- _WORK INSTRUCTIONS_:
Reproduce this listing in full.

- _DATA SUPPLIED_:
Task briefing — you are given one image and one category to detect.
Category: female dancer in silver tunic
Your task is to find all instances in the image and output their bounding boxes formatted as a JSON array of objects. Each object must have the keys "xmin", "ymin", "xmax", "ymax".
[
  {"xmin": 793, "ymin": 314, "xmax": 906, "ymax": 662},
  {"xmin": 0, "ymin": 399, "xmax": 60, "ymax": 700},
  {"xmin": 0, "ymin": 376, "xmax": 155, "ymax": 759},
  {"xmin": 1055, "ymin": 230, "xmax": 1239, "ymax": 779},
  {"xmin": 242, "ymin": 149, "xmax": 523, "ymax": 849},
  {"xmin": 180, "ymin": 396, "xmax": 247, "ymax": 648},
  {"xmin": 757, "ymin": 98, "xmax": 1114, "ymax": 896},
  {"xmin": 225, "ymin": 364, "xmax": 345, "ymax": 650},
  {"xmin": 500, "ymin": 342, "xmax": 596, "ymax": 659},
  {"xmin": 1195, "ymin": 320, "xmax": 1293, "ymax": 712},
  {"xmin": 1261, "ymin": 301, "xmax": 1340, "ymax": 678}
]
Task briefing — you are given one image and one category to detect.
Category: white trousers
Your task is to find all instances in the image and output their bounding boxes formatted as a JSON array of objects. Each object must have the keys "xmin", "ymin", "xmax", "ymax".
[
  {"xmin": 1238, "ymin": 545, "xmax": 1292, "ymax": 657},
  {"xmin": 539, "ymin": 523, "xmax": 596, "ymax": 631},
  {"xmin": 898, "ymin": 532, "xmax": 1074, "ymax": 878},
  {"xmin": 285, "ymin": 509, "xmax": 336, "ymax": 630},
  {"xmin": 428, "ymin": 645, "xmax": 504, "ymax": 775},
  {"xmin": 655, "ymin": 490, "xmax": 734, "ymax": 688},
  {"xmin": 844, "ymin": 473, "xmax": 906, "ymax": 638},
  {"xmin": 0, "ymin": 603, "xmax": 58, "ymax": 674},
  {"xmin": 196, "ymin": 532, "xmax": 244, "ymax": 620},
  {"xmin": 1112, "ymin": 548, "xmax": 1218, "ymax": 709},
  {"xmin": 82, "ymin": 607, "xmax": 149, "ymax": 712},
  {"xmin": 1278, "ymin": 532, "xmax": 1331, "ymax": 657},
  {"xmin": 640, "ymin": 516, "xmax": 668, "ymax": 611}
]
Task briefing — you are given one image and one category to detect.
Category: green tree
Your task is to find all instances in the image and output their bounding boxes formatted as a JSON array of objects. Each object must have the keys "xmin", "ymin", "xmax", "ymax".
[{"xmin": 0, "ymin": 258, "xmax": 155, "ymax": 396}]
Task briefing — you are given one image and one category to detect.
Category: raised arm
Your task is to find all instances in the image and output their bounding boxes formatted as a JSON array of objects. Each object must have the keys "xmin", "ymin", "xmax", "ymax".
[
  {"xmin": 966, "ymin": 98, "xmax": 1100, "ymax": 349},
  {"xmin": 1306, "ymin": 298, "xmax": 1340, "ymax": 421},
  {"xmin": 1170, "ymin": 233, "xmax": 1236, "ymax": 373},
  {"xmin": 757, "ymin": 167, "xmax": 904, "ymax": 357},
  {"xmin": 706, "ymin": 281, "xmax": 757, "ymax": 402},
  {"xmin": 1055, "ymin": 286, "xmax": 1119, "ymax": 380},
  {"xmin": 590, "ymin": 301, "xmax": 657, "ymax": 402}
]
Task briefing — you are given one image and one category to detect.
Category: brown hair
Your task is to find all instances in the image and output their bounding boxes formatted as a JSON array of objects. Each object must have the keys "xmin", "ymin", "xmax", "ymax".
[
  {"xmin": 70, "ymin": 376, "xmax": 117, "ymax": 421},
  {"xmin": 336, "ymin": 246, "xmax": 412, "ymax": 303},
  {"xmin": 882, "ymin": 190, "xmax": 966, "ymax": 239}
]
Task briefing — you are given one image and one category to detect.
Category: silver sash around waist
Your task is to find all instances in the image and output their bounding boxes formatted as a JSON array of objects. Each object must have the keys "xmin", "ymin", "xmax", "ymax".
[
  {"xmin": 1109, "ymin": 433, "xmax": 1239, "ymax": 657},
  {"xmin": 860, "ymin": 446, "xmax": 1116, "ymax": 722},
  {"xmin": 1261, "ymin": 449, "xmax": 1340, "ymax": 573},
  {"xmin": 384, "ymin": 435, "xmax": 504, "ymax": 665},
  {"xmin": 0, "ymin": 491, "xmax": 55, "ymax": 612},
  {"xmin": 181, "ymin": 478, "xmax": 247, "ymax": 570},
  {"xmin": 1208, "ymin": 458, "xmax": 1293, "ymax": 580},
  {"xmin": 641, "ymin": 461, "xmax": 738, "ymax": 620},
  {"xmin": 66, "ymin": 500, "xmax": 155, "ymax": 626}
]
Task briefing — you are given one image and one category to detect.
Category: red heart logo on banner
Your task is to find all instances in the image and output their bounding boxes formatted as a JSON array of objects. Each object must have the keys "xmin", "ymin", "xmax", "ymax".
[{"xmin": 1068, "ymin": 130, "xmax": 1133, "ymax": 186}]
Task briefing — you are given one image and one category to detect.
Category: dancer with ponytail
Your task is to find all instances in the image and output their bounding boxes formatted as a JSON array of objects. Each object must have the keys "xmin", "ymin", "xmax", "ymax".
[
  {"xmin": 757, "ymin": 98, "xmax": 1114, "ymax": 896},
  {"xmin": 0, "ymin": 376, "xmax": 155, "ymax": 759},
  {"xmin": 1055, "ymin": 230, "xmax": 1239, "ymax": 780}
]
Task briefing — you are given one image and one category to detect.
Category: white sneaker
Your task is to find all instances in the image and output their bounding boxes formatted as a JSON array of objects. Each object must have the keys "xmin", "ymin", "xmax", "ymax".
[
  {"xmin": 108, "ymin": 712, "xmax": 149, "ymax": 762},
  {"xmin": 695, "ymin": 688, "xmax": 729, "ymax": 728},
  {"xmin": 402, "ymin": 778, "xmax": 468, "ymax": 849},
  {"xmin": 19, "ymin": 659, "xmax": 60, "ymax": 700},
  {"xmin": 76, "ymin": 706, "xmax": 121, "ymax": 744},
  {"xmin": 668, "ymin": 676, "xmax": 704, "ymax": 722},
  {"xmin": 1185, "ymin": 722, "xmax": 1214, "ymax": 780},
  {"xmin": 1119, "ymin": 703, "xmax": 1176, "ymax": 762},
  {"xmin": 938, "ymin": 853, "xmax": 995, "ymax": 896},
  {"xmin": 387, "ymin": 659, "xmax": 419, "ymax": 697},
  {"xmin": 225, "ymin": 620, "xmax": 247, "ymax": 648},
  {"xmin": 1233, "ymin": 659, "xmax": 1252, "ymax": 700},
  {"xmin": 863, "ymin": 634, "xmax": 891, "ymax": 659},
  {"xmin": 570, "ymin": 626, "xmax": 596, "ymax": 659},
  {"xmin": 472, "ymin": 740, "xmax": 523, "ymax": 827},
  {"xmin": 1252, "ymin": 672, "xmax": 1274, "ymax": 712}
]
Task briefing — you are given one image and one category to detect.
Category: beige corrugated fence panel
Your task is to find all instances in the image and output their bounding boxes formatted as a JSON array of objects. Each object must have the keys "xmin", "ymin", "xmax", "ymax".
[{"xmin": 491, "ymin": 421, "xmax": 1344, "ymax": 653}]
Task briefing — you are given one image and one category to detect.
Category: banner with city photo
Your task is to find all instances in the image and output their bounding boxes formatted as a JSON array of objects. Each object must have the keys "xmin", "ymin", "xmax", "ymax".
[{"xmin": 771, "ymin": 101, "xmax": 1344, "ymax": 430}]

- _CORRECT RESULT_:
Task briefing — you are given one image and one category to detect.
Category: female dancer in silver tunic
Your task is to find all instances in the image and output their bounding boxes formatted as a JSON array of objects. Each object must have the keys "xmin", "ymin", "xmax", "ymax".
[
  {"xmin": 793, "ymin": 314, "xmax": 906, "ymax": 662},
  {"xmin": 0, "ymin": 399, "xmax": 60, "ymax": 700},
  {"xmin": 0, "ymin": 376, "xmax": 155, "ymax": 759},
  {"xmin": 1055, "ymin": 230, "xmax": 1239, "ymax": 779},
  {"xmin": 242, "ymin": 149, "xmax": 523, "ymax": 849},
  {"xmin": 180, "ymin": 396, "xmax": 247, "ymax": 648},
  {"xmin": 757, "ymin": 98, "xmax": 1114, "ymax": 896},
  {"xmin": 225, "ymin": 364, "xmax": 345, "ymax": 650},
  {"xmin": 500, "ymin": 342, "xmax": 596, "ymax": 659},
  {"xmin": 1195, "ymin": 320, "xmax": 1293, "ymax": 712},
  {"xmin": 1261, "ymin": 301, "xmax": 1340, "ymax": 678}
]
Task briefing — you are given one image and one category to detect.
Category: white trousers
Your task is to find all instances in the image and output their bounding boxes formatted as a JSON array of objects. Each object must have the keys "xmin", "ymin", "xmax", "ymax".
[
  {"xmin": 1238, "ymin": 545, "xmax": 1292, "ymax": 657},
  {"xmin": 539, "ymin": 523, "xmax": 596, "ymax": 631},
  {"xmin": 898, "ymin": 532, "xmax": 1074, "ymax": 878},
  {"xmin": 285, "ymin": 509, "xmax": 336, "ymax": 630},
  {"xmin": 428, "ymin": 645, "xmax": 504, "ymax": 775},
  {"xmin": 655, "ymin": 490, "xmax": 734, "ymax": 688},
  {"xmin": 844, "ymin": 473, "xmax": 906, "ymax": 638},
  {"xmin": 0, "ymin": 603, "xmax": 58, "ymax": 674},
  {"xmin": 196, "ymin": 532, "xmax": 244, "ymax": 620},
  {"xmin": 1112, "ymin": 548, "xmax": 1218, "ymax": 709},
  {"xmin": 82, "ymin": 607, "xmax": 149, "ymax": 712},
  {"xmin": 1278, "ymin": 532, "xmax": 1331, "ymax": 657},
  {"xmin": 640, "ymin": 516, "xmax": 668, "ymax": 611}
]
Task briefing — you are given one image and one category to detect.
Category: green tree
Your task is to find all instances in the image and output their bounding boxes formatted as a JSON array of objects. Each object must have the keys "xmin", "ymin", "xmax", "ymax".
[{"xmin": 0, "ymin": 258, "xmax": 155, "ymax": 396}]
Task briefing — you are given one image and one category to detect.
Category: raised arm
Your task is to find all instances in the image and output their bounding boxes formatted as a JSON array of objects. Each object must have the keys "xmin", "ymin", "xmax", "ymax".
[
  {"xmin": 966, "ymin": 98, "xmax": 1100, "ymax": 349},
  {"xmin": 1306, "ymin": 298, "xmax": 1340, "ymax": 421},
  {"xmin": 1170, "ymin": 233, "xmax": 1236, "ymax": 373},
  {"xmin": 757, "ymin": 167, "xmax": 904, "ymax": 357},
  {"xmin": 706, "ymin": 281, "xmax": 757, "ymax": 402},
  {"xmin": 1055, "ymin": 286, "xmax": 1119, "ymax": 380},
  {"xmin": 590, "ymin": 301, "xmax": 657, "ymax": 402}
]
Task briefing — you are given one image and one category to detect.
Category: brown hair
Your task is to find all instances in the image and output their bounding boxes formatted as a JSON array of objects. Each object must have the keys "xmin", "ymin", "xmax", "ymax".
[
  {"xmin": 70, "ymin": 376, "xmax": 117, "ymax": 421},
  {"xmin": 336, "ymin": 246, "xmax": 412, "ymax": 303},
  {"xmin": 882, "ymin": 190, "xmax": 966, "ymax": 239}
]
Task briefing — you are given one image and one category to detect.
Category: silver sash around waist
Your task is to find all instances in the image and output their bounding boxes formatted as a JSON array of objects. Each object must have the keys "xmin", "ymin", "xmax", "ymax".
[
  {"xmin": 1109, "ymin": 433, "xmax": 1239, "ymax": 657},
  {"xmin": 860, "ymin": 446, "xmax": 1116, "ymax": 722},
  {"xmin": 1261, "ymin": 449, "xmax": 1340, "ymax": 573},
  {"xmin": 384, "ymin": 435, "xmax": 504, "ymax": 665},
  {"xmin": 0, "ymin": 491, "xmax": 55, "ymax": 612},
  {"xmin": 181, "ymin": 478, "xmax": 247, "ymax": 570},
  {"xmin": 1208, "ymin": 458, "xmax": 1293, "ymax": 580},
  {"xmin": 641, "ymin": 461, "xmax": 738, "ymax": 620},
  {"xmin": 66, "ymin": 500, "xmax": 155, "ymax": 626}
]
Task briefing — you are given one image and one category to detect.
Category: red heart logo on banner
Your task is to find all instances in the image and output their bounding boxes formatted as a JSON array of objects. Each object must have the keys "xmin", "ymin", "xmax", "ymax".
[{"xmin": 1068, "ymin": 130, "xmax": 1133, "ymax": 186}]
Task briefing — you are given one image and one category to detect.
Category: dancer with ponytail
Your task is to find all instances in the image and output their bounding boxes formatted as a JSON array of objects. Each object must have the keys "xmin", "ymin", "xmax", "ymax".
[
  {"xmin": 757, "ymin": 98, "xmax": 1114, "ymax": 896},
  {"xmin": 0, "ymin": 376, "xmax": 155, "ymax": 759},
  {"xmin": 1055, "ymin": 230, "xmax": 1239, "ymax": 780}
]
Task briefing — you are given one image and one category to detect.
Category: white sneaker
Your task is to find all instances in the image and output their bounding boxes formatted as a JSON array of objects. Each object must have the keys "xmin", "ymin", "xmax", "ymax".
[
  {"xmin": 108, "ymin": 712, "xmax": 149, "ymax": 762},
  {"xmin": 695, "ymin": 688, "xmax": 729, "ymax": 728},
  {"xmin": 402, "ymin": 778, "xmax": 468, "ymax": 849},
  {"xmin": 19, "ymin": 659, "xmax": 60, "ymax": 700},
  {"xmin": 76, "ymin": 706, "xmax": 121, "ymax": 744},
  {"xmin": 668, "ymin": 676, "xmax": 704, "ymax": 722},
  {"xmin": 1185, "ymin": 722, "xmax": 1214, "ymax": 780},
  {"xmin": 1119, "ymin": 703, "xmax": 1176, "ymax": 762},
  {"xmin": 938, "ymin": 853, "xmax": 995, "ymax": 896},
  {"xmin": 387, "ymin": 659, "xmax": 419, "ymax": 697},
  {"xmin": 225, "ymin": 620, "xmax": 247, "ymax": 648},
  {"xmin": 1233, "ymin": 659, "xmax": 1252, "ymax": 700},
  {"xmin": 863, "ymin": 634, "xmax": 891, "ymax": 659},
  {"xmin": 570, "ymin": 626, "xmax": 596, "ymax": 659},
  {"xmin": 472, "ymin": 740, "xmax": 523, "ymax": 827},
  {"xmin": 1252, "ymin": 672, "xmax": 1274, "ymax": 712}
]
Task briefing — you are given one image and one category to detect.
Category: beige corrugated fence panel
Your task is to find all instances in the image and output their bounding boxes formatted as a JSON array of objects. Each object must have the keys "xmin", "ymin", "xmax", "ymax".
[{"xmin": 491, "ymin": 421, "xmax": 1344, "ymax": 653}]
Task briefing — you are given one image and one category to detect.
Category: banner with city photo
Your task is to find all instances in the image and output their bounding boxes formatted as a JSON array of objects. Each object must have the keys "xmin", "ymin", "xmax", "ymax".
[{"xmin": 771, "ymin": 101, "xmax": 1344, "ymax": 430}]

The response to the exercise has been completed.